Data supplied below:

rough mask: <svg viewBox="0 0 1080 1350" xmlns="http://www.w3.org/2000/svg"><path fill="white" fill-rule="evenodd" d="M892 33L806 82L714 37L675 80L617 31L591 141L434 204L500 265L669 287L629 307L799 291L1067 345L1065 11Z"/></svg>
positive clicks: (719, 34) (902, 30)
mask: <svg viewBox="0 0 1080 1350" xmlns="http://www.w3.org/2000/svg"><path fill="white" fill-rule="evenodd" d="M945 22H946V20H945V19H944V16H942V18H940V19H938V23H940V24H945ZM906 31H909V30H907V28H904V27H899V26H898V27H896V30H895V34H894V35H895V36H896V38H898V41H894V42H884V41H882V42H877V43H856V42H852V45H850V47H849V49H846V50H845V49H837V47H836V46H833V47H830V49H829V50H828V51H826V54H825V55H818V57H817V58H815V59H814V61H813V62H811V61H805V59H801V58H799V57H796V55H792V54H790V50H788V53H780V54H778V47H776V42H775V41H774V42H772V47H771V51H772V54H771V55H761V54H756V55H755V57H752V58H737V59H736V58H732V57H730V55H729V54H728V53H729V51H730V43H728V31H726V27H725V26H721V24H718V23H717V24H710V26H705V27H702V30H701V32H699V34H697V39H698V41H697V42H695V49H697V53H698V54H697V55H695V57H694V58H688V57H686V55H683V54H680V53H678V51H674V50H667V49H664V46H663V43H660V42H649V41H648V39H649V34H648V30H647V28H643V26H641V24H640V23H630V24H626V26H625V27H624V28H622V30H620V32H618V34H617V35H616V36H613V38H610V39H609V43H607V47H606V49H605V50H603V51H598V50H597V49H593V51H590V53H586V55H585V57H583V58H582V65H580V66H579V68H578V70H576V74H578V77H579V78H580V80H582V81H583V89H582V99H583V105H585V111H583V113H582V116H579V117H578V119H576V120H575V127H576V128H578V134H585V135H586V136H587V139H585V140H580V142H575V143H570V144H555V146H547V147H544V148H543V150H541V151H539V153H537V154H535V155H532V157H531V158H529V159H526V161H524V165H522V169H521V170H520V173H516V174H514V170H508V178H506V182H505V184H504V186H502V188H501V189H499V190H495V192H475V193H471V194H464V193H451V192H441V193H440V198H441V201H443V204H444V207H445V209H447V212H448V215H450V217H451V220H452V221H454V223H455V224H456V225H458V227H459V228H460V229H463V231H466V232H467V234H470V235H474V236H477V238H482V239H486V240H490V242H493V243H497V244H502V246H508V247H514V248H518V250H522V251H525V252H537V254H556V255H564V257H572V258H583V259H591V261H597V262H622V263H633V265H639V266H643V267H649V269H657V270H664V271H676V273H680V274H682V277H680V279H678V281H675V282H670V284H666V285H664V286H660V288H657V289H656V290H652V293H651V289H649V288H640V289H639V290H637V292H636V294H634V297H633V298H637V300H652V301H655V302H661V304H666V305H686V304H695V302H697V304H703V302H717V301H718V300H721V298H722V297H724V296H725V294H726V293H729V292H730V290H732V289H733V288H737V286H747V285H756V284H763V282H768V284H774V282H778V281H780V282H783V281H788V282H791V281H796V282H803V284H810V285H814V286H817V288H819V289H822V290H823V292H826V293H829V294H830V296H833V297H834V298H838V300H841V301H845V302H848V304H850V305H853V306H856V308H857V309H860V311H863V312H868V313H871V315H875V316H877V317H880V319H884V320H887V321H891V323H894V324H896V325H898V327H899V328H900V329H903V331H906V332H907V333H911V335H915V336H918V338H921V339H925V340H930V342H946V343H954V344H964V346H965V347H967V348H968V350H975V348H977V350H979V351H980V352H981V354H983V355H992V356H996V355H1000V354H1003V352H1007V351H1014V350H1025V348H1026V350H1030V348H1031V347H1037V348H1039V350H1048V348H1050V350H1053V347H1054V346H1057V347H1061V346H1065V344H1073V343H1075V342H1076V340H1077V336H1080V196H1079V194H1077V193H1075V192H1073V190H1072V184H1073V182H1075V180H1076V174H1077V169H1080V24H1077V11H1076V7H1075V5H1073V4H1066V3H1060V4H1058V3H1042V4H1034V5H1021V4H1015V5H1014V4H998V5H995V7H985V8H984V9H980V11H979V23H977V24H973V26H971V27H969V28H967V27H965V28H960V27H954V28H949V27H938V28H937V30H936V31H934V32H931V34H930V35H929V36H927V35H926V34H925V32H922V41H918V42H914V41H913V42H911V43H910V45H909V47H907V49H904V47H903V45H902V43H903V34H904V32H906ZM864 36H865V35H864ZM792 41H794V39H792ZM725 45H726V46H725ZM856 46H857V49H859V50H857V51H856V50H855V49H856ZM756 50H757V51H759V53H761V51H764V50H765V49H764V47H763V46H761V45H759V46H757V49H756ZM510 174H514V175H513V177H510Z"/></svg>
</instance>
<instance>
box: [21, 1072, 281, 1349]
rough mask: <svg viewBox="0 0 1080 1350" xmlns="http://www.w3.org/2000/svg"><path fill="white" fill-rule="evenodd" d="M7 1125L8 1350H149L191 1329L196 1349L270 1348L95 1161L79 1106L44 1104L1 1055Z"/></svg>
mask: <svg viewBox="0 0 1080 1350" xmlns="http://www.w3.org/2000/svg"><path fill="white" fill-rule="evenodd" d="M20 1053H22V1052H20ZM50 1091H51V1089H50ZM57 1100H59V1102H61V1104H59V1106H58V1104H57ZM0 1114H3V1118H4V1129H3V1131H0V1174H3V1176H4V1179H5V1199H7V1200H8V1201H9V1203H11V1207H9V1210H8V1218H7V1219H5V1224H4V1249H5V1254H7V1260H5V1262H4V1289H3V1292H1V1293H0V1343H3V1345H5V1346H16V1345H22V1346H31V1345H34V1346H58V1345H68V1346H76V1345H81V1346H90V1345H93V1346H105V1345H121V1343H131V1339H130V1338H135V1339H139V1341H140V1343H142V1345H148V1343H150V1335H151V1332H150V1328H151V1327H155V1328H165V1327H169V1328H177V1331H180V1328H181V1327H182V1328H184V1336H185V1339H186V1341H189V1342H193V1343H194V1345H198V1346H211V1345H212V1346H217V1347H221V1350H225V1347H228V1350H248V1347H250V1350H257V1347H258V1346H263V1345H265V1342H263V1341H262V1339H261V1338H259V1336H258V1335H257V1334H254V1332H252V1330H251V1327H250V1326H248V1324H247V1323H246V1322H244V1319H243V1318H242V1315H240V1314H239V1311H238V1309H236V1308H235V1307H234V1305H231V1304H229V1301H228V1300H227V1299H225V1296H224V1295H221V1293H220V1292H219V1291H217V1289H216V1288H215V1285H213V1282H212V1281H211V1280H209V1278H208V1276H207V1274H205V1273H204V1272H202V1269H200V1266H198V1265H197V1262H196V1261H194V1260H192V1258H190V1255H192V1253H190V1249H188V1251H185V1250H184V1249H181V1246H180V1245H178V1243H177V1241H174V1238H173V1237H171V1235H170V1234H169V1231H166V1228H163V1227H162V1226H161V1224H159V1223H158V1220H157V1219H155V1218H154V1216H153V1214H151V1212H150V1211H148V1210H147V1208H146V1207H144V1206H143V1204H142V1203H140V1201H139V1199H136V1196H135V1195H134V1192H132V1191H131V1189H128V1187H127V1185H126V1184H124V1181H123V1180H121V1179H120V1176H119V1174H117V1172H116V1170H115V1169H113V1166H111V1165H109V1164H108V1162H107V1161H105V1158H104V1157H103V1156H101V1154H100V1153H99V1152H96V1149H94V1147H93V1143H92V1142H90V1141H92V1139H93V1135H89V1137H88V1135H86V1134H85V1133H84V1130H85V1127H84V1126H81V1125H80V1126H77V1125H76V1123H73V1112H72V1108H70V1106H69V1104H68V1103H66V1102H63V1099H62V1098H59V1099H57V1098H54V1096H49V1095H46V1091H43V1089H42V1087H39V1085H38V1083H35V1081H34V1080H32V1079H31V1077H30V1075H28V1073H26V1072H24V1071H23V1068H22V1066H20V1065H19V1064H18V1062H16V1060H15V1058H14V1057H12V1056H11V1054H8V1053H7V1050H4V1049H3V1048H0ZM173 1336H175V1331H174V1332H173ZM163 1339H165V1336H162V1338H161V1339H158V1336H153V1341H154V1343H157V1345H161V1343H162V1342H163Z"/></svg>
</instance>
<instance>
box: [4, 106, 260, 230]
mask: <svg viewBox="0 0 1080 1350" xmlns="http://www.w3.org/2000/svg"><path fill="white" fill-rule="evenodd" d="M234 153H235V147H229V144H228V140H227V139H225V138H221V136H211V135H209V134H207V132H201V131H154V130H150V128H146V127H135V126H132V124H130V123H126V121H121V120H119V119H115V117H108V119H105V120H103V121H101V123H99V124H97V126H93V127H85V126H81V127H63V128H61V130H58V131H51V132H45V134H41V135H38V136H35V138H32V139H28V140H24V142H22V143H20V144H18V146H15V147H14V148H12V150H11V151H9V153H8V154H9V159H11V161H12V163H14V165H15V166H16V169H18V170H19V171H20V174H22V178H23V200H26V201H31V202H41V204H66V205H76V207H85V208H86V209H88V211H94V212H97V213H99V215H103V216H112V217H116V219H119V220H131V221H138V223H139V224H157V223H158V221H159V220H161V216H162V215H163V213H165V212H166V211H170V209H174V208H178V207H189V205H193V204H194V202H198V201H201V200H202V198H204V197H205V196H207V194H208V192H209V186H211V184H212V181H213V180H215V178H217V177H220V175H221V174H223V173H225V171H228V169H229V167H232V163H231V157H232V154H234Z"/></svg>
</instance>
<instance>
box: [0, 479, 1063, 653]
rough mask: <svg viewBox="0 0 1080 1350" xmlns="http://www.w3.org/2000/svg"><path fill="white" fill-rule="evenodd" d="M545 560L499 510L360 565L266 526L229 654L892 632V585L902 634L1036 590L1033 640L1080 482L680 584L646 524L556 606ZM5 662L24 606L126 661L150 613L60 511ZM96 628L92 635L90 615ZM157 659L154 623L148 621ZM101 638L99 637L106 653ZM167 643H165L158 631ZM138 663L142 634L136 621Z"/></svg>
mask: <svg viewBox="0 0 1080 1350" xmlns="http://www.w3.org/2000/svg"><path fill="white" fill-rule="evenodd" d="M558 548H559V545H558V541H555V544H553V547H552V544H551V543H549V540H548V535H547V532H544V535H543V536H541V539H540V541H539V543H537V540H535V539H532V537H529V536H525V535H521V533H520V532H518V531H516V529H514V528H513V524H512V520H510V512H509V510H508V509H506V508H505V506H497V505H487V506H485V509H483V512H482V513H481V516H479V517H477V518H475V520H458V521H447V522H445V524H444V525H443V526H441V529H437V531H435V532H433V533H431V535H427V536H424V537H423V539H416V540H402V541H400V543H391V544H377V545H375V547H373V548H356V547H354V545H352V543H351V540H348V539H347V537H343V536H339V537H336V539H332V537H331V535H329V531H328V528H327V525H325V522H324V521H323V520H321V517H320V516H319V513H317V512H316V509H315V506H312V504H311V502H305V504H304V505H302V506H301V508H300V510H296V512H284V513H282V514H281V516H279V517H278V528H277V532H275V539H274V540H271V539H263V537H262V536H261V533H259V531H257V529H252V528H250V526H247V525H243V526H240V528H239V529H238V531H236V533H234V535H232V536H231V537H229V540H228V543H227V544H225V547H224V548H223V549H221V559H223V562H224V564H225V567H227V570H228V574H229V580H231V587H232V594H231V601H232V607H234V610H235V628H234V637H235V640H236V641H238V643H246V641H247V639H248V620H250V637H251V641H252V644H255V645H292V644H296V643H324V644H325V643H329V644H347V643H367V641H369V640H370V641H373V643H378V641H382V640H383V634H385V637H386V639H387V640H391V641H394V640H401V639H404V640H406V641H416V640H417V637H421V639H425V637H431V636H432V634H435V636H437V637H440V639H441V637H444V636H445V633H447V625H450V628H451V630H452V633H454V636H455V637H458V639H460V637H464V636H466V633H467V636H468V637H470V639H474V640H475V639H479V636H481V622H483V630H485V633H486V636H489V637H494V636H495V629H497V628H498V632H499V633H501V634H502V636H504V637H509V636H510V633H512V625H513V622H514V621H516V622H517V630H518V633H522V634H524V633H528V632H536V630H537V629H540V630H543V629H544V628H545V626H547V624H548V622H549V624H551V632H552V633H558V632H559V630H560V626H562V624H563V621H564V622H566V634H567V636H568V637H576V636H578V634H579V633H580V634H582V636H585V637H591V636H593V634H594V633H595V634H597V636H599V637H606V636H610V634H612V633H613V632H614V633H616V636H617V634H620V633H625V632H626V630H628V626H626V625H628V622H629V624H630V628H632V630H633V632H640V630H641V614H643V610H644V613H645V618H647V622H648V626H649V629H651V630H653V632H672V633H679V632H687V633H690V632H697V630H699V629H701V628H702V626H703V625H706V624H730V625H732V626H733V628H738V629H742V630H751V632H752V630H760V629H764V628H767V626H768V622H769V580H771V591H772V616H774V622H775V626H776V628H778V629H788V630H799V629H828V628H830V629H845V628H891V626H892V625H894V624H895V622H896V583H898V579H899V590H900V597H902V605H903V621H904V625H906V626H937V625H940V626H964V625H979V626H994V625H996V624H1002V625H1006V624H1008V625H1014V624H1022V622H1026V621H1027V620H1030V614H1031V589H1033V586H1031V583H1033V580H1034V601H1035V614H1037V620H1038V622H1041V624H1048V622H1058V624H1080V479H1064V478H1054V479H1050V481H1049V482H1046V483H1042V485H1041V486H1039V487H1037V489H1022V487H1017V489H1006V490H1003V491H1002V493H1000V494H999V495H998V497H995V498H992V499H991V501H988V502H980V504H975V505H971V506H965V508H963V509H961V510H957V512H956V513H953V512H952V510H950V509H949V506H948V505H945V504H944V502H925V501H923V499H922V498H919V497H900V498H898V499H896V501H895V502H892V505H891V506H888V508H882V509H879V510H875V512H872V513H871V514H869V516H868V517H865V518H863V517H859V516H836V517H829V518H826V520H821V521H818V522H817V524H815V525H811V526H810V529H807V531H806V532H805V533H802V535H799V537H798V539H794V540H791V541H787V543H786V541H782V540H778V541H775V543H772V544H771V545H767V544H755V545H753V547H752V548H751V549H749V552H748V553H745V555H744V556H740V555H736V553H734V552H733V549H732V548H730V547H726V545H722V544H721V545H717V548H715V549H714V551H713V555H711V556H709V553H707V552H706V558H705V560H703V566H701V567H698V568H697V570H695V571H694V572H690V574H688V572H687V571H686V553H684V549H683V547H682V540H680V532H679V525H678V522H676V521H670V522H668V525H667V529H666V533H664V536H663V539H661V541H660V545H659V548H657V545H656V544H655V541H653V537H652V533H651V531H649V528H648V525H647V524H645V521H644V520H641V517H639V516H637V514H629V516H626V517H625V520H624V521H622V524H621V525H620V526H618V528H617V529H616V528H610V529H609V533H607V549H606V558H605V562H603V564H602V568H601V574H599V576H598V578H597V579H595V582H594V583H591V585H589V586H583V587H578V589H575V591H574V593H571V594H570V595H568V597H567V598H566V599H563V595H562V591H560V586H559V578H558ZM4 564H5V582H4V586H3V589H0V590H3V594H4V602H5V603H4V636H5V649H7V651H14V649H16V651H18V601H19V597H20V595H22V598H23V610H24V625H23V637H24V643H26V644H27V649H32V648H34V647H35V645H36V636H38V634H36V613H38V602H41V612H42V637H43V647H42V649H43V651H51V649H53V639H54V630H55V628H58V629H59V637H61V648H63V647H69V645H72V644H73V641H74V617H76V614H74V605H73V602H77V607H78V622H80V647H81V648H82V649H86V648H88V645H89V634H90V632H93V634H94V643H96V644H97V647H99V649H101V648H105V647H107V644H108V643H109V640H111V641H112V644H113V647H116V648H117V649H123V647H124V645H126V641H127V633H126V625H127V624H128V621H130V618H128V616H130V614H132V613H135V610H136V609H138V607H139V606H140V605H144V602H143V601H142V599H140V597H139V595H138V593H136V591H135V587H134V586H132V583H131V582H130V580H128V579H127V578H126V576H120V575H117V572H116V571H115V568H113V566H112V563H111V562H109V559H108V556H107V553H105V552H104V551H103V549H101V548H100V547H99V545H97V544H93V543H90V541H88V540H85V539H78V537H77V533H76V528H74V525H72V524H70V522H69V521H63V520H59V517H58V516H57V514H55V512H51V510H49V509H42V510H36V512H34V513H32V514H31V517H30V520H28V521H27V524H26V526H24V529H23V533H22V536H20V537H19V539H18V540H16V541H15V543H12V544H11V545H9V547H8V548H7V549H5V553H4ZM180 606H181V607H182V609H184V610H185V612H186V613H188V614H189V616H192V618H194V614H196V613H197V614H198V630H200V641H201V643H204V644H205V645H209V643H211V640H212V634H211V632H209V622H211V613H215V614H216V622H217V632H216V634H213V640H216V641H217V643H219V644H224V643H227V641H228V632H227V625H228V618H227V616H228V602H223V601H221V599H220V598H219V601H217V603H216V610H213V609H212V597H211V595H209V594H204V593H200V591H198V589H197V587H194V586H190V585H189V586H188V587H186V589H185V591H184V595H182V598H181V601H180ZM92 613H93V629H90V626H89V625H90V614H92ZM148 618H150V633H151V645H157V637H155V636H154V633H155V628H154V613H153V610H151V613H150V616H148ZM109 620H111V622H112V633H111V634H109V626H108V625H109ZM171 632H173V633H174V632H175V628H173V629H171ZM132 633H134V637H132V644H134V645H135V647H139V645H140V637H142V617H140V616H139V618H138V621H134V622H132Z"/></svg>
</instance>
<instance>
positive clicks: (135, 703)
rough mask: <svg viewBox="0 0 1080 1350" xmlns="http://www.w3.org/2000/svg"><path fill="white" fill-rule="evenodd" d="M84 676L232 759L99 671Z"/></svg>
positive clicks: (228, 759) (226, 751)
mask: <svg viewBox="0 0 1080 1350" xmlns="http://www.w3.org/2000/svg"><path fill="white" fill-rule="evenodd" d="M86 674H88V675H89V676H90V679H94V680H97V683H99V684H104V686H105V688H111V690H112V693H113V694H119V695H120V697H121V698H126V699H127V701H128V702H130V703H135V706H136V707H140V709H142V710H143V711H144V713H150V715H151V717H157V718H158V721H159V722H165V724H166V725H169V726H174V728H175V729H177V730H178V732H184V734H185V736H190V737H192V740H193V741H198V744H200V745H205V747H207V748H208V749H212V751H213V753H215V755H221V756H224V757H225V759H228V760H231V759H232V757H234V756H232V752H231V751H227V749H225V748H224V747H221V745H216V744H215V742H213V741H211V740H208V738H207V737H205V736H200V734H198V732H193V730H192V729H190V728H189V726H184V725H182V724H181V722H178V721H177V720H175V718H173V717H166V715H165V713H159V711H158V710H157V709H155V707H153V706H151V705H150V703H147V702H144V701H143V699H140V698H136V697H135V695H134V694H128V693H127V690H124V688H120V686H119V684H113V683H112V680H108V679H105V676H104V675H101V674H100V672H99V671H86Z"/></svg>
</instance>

End of Data supplied.

# Work instruction:
Reproduce verbatim the entries from their first line through the line containing "positive clicks: (719, 34) (902, 30)", including both of those lines.

# Result of the exercise:
rough mask: <svg viewBox="0 0 1080 1350" xmlns="http://www.w3.org/2000/svg"><path fill="white" fill-rule="evenodd" d="M892 33L806 82L714 37L675 80L617 31L591 141L434 204L500 265L669 287L629 307L799 291L1067 345L1065 11Z"/></svg>
positive clicks: (719, 34) (902, 30)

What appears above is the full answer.